Given task:
Translate this sentence from the text on Homer Simpson below into Spanish: "He continually fails at being a good father, but he never gives up."

Provided text:
Homer’s favourite pastimes include sitting on the couch while watching TV and drinking beer and going bowling and drinking beer. Homer’s trademark utterances are “D’oh!”, when things don’t work the way he thinks they should be working, and “Mmm...”, when being tempted. While not always being the perfect husband and father, he is always faithful to his wife and willing to do anything for his kids. His dramatic function is that of basically being a test subject at the mercy of the manipulating forces of the modern world: entertainment, commercials, even politics. Homer unawarely internalises what the various components of pop culture try to suggest: that violence is not that bad, mass-consumption of anything is a must and that nuclear power is the safest form of energy.
The character of Homer is a powerful dramatic tool, an awareness factor. By being so completely naive towards any influence of manipulation, he shakes the viewer, pointing precisely on the very manipulating influences relevant in our capitalistic popular culture.
According to professor Paul A. Cantor at Virginia University, the show has been criticised for depicting the father as stupid, uneducated, weak in character and without morals (Cantor, 1998 p. 5f). Homer is all those things, but at least he is there. He fulfils the bare minimum of a father: he is present for his wife and above all his children. To be sure, he lacks many of the qualities we would like to see in the ideal father. He is selfish, often putting his own interest above that of his family. But at the same time Homer is willing to work to support his family, even in the dangerous job of nuclear power plant safety supervisor, a job made all the more dangerous by the fact that he is the one doing it.
Take away all the qualities that make for a genuinely good father - wisdom, compassion, even temper, selflessness - and what you have left is Homer Simpson with his pure, mindless, dogged devotion to his family. That is why for all his stupidity, bigotry, and self-centred quality, we cannot hate Homer. He continually fails at being a good father, but he never gives up.
Author Bastian Vogl has this to say about Marge: Marge Simpson, 34, is an easily satisfied housewife that is proud of her family and content with the life she leads, although she sometimes tries to escape from her boring situation (Vogl, 2000 chapter ”1.1.2 Marjorie Bouvier-Simpson”). For instance, she fights against the lavish monorail Springfield decides to buy from the fine Mr. Burns has to pay for illegal disposal of nuclear waste. The fact that she does not succeed in avoiding its construction summarises that her tries to play an important role in society also fail, although her reservations were justified, as the monorail almost causes a disaster because of malfunction.

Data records
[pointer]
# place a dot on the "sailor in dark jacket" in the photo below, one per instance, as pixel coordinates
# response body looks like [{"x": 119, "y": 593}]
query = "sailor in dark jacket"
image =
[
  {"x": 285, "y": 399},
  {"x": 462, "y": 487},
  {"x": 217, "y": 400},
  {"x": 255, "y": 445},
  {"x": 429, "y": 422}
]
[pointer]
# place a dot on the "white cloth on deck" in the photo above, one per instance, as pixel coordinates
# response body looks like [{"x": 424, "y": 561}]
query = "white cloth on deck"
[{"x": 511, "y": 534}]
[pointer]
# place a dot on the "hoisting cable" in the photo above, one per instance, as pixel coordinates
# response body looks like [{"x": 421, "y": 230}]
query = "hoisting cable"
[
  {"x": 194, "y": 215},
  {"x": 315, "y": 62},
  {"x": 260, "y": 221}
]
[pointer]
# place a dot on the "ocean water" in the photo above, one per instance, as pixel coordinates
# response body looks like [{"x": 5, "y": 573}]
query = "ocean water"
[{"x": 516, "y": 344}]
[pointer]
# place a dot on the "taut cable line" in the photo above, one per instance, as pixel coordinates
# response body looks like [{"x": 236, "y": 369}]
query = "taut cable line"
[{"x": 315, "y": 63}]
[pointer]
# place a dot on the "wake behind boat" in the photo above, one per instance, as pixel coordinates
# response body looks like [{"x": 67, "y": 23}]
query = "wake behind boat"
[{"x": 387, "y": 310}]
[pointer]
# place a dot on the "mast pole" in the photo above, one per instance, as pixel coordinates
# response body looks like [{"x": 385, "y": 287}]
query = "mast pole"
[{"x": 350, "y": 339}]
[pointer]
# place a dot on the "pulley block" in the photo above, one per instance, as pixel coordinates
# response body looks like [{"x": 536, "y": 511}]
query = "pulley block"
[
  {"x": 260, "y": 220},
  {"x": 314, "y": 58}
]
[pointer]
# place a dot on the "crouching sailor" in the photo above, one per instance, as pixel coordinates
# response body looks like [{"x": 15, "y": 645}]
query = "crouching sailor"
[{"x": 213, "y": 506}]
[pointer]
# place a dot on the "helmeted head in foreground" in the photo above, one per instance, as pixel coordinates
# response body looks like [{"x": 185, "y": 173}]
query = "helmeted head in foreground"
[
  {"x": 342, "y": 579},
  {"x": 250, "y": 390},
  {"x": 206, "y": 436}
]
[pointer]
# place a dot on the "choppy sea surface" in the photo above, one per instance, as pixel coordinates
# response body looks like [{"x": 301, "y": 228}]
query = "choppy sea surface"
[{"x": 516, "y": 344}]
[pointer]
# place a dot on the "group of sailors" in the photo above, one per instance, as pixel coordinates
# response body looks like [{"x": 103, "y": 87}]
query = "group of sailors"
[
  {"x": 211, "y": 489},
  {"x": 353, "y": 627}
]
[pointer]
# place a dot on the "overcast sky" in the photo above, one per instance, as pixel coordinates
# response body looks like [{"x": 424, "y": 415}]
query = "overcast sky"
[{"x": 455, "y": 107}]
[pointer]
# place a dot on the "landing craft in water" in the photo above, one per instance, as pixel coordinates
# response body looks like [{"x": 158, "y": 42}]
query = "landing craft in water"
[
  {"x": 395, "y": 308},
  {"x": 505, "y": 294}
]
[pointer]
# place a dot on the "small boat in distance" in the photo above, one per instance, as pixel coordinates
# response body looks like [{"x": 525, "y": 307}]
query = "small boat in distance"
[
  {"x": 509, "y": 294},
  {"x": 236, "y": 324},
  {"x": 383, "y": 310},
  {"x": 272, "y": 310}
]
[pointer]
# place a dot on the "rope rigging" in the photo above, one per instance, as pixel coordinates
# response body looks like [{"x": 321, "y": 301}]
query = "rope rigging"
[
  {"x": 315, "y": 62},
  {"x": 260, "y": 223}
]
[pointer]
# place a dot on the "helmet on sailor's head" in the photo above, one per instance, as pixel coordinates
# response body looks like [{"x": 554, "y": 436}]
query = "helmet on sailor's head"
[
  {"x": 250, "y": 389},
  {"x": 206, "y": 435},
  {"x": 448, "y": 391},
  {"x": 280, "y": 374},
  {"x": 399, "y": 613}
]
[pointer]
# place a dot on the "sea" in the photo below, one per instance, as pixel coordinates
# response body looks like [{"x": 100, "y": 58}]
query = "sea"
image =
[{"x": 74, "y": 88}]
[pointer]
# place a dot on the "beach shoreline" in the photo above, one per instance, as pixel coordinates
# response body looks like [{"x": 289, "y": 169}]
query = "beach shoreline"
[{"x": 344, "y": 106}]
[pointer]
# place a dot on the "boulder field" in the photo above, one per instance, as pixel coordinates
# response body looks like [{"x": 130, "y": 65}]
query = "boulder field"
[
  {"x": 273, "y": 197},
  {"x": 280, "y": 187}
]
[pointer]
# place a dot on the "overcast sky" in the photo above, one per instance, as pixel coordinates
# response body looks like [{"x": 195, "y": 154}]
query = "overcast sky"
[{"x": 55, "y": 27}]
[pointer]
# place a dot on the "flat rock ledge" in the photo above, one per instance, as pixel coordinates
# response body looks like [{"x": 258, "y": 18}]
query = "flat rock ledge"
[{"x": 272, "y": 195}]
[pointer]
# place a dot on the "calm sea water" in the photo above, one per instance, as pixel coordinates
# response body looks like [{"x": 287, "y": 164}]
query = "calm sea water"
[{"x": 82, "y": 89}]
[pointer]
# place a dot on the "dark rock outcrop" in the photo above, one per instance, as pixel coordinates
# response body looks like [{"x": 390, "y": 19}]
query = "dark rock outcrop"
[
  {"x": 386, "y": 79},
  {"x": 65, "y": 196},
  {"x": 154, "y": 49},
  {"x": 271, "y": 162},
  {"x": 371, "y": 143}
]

The output:
Fracasa continuamente en ser un buen padre, pero nunca se da por vencido.